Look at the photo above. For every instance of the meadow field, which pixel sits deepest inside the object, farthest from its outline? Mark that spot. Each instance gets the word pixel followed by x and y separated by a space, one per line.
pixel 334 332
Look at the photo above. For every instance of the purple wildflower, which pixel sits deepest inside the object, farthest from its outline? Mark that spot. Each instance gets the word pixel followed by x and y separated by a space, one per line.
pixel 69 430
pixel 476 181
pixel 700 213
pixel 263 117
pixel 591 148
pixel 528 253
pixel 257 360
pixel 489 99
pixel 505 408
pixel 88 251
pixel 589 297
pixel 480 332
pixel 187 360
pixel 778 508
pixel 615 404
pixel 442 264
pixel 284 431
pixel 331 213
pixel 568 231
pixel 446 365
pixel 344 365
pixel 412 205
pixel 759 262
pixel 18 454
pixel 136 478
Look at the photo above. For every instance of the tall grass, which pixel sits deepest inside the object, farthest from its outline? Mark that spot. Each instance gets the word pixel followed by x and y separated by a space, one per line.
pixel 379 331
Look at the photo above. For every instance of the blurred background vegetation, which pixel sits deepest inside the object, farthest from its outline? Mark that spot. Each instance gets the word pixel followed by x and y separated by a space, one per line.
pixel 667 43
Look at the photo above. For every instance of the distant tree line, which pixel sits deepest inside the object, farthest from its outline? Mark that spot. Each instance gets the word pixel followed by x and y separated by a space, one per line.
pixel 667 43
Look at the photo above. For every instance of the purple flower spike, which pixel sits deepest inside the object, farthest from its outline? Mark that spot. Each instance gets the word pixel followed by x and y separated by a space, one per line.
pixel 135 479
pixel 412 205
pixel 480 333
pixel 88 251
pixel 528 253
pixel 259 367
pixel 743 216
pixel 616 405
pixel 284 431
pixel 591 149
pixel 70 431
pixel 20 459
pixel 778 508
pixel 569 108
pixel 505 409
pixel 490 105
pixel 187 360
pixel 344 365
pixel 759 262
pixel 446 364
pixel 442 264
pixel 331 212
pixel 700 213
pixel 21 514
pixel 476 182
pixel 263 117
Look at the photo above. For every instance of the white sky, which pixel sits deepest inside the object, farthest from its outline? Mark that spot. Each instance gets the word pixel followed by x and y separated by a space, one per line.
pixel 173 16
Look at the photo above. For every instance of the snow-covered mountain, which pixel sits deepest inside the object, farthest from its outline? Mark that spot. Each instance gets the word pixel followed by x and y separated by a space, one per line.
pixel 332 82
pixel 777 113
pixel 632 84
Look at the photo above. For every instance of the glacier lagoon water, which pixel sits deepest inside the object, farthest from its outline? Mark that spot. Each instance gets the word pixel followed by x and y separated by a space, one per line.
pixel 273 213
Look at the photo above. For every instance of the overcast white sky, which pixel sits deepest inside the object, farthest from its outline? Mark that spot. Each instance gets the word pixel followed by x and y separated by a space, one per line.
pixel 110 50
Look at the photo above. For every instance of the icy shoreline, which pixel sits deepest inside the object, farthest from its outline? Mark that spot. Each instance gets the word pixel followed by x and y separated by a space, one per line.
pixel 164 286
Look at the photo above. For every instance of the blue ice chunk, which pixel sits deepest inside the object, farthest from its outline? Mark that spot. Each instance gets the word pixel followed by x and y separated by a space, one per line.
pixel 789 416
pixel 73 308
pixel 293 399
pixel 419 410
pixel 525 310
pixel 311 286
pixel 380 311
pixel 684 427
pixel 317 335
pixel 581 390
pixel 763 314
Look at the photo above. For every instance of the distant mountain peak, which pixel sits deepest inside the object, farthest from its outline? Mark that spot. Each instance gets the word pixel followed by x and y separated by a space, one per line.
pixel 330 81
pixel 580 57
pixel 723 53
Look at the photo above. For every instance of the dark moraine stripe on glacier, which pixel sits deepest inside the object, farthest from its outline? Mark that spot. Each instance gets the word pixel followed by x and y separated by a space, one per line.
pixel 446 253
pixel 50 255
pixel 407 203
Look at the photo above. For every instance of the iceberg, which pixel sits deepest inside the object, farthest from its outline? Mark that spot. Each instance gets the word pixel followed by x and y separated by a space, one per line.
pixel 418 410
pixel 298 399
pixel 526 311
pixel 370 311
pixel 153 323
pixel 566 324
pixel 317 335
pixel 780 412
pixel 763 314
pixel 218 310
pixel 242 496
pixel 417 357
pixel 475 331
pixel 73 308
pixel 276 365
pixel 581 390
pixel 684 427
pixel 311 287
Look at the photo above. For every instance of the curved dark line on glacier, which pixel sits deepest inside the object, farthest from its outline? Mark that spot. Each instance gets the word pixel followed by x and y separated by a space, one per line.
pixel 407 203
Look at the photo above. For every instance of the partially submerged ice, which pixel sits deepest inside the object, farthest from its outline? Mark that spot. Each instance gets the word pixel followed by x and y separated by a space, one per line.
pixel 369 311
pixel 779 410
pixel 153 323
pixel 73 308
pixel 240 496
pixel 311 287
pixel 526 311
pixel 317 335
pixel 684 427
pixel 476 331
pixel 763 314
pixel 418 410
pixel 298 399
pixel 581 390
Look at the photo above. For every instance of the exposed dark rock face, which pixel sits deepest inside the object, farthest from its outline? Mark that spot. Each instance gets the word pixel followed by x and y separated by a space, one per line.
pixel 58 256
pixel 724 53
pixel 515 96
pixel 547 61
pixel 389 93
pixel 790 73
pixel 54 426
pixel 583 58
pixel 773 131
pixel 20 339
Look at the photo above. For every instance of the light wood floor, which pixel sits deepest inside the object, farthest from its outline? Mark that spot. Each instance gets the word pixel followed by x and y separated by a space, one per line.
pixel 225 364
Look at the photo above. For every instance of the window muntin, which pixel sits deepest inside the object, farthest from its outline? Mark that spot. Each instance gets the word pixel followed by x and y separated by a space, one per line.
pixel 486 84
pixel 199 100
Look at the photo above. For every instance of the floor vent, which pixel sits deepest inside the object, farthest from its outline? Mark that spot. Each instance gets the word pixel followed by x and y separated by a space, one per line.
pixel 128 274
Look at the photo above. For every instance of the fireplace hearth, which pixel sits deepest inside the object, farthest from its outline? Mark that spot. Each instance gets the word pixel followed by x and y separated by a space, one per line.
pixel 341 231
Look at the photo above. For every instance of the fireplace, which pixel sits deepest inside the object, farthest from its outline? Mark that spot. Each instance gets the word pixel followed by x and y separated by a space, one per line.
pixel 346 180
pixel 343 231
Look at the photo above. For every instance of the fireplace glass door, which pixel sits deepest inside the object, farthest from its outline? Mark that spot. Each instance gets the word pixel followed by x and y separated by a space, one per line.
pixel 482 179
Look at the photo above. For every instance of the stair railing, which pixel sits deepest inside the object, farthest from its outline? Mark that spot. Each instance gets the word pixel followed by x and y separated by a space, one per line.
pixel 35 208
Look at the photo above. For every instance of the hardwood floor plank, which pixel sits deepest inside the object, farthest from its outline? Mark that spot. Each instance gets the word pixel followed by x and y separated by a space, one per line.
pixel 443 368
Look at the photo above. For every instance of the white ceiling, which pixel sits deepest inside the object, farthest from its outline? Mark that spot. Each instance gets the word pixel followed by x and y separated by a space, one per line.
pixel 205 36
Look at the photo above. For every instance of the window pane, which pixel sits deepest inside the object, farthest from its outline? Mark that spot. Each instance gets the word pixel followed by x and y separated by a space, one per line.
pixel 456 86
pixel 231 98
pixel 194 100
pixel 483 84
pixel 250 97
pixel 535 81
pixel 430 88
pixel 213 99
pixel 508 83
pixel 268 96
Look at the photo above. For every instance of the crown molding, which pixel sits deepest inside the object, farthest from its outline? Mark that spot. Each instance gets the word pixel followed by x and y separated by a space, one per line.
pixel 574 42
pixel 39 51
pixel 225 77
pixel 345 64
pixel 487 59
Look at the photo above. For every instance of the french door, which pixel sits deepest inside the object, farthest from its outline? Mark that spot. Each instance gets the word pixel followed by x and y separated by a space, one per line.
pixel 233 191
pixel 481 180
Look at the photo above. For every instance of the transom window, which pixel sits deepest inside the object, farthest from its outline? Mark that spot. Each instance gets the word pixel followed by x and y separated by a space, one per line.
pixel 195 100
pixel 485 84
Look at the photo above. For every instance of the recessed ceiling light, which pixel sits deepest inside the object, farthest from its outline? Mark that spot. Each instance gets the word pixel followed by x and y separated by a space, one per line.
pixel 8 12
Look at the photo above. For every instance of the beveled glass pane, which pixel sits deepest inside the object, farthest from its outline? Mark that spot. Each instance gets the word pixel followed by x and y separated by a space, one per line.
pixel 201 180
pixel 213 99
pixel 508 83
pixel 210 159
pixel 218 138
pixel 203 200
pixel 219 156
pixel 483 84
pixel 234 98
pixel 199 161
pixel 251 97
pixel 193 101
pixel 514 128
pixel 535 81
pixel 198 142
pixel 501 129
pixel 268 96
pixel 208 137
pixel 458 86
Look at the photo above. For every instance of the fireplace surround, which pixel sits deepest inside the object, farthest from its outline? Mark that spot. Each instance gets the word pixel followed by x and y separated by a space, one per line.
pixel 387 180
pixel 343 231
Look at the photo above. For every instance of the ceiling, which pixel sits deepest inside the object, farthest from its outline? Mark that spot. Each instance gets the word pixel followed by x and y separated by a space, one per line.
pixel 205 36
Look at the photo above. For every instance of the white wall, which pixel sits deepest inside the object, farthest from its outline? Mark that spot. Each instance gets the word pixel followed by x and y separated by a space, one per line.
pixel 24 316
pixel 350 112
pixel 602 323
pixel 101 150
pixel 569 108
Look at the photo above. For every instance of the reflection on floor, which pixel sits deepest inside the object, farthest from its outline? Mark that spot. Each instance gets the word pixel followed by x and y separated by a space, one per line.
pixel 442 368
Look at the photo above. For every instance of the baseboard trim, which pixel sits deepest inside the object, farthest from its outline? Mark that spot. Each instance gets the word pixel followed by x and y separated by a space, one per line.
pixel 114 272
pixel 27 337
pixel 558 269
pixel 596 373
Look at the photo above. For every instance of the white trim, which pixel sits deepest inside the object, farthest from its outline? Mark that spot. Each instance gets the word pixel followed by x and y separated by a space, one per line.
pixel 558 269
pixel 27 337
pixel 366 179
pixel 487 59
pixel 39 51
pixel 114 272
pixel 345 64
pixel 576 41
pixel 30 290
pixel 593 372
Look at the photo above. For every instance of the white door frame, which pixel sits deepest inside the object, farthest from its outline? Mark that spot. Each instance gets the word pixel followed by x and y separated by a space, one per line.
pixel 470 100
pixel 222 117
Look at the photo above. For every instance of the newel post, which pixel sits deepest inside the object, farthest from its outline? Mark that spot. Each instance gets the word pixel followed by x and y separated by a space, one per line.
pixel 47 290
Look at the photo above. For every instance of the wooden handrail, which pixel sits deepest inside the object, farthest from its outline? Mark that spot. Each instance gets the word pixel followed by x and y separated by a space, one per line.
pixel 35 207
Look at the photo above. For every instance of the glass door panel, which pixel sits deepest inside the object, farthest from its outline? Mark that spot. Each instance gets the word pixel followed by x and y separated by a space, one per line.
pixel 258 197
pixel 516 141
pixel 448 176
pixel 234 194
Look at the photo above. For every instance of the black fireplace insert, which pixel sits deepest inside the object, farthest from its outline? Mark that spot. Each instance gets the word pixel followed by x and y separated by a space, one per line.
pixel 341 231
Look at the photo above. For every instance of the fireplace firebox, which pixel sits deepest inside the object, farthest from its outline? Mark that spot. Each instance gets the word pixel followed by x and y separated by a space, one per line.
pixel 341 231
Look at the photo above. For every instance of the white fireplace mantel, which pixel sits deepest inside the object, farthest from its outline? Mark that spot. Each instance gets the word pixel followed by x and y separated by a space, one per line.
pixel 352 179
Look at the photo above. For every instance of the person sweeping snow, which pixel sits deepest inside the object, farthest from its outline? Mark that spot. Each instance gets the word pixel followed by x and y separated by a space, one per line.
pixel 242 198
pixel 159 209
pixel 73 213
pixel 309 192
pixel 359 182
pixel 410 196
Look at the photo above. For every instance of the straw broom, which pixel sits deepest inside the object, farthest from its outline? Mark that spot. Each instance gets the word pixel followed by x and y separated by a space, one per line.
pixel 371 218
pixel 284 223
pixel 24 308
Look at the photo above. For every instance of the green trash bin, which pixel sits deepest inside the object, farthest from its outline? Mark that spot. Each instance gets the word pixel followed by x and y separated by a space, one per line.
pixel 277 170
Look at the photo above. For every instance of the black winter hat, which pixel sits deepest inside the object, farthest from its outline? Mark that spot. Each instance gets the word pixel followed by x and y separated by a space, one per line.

__Goal of the exercise__: Copy out the material above word for word, from the line containing "Look at the photo above. For every instance of the wooden" through the line containing "pixel 35 207", including both of those lines.

__Task solution__:
Look at the photo above. For every instance of the wooden handrail, which pixel sits deepest inside the object, farthest from its outline? Mark that spot. Each instance gets the word pixel followed by x and y separated by a space, one per line.
pixel 35 207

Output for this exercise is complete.